__Requirement__. Scale the lines below by rewriting all of them in full, requests included, with every answer coordinate multiplied by 1.55 and rounded to the nearest whole number, halves rounded up. Leave the numbers in the requests and their sample points unchanged.

Point annotation lines:
·····

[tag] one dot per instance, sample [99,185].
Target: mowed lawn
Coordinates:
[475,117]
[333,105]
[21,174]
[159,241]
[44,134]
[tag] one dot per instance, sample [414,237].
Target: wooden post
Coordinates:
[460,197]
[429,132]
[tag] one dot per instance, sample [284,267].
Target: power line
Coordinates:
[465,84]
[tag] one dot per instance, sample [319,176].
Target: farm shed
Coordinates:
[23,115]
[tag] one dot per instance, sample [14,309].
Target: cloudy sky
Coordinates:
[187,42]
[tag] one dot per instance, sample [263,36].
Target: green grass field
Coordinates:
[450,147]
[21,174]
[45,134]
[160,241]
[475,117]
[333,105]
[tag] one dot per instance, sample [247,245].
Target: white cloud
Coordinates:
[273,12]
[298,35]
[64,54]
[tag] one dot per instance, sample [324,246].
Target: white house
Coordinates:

·····

__Solution__.
[tag] one dot per instance, sample [99,185].
Target: mowed lawn
Coordinates:
[736,181]
[516,163]
[33,270]
[246,374]
[68,208]
[tag] one dot per instance, sample [414,237].
Target: wooden post
Coordinates:
[713,305]
[665,205]
[tag] one dot per instance, sample [284,267].
Target: power line
Coordinates:
[721,130]
[tag] one dot per instance, sample [319,176].
Target: farm shed
Coordinates:
[36,178]
[tag] one dot per instance, sample [14,309].
Target: cloudy sky
Coordinates:
[290,65]
[tag] one dot per instance, sample [263,36].
Target: green grass field
Coordinates:
[698,228]
[33,270]
[70,208]
[248,374]
[736,181]
[516,163]
[tag] one dot per instance, sample [247,245].
Target: white cloud
Coordinates:
[423,19]
[462,54]
[99,84]
[tag] one dot per instance, sample [324,246].
Target: white house
Coordinates:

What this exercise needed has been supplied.